Natural-language object grounding data
━━━━━━━━━━━━━━━━
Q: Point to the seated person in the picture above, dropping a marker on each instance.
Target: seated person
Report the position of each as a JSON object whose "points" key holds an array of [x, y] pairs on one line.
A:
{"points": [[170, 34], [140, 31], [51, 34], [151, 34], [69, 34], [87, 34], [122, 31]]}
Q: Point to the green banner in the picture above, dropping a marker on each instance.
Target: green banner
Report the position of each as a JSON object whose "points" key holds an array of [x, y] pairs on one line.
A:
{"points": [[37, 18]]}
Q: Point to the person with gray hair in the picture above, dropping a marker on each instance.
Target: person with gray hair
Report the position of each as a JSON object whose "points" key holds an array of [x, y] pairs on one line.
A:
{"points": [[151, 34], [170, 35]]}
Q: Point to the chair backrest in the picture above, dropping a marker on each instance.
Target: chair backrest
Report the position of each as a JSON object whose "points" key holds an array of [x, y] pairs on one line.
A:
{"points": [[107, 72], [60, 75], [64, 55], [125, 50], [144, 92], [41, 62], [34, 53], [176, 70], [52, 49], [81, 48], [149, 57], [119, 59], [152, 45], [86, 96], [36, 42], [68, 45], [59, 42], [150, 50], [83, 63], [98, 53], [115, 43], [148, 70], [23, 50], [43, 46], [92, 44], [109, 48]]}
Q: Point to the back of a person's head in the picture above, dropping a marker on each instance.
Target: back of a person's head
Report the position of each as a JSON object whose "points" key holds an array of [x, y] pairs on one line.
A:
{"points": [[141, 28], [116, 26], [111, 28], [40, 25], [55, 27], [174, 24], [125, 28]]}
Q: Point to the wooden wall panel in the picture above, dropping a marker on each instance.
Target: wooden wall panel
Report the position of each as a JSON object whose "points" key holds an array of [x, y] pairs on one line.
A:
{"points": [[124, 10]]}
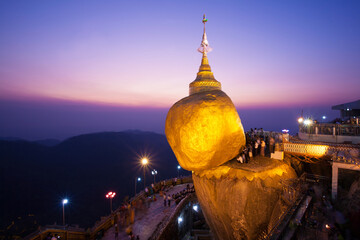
━━━━━━━━━━━━━━━━
• **GOAL OF THE EXERCISE**: Above are the records. Copy every line in them holding "banner".

• **TASK SOLUTION**:
Q: Point to the green banner in the picture above, dropping a marker on each instance.
Target: green banner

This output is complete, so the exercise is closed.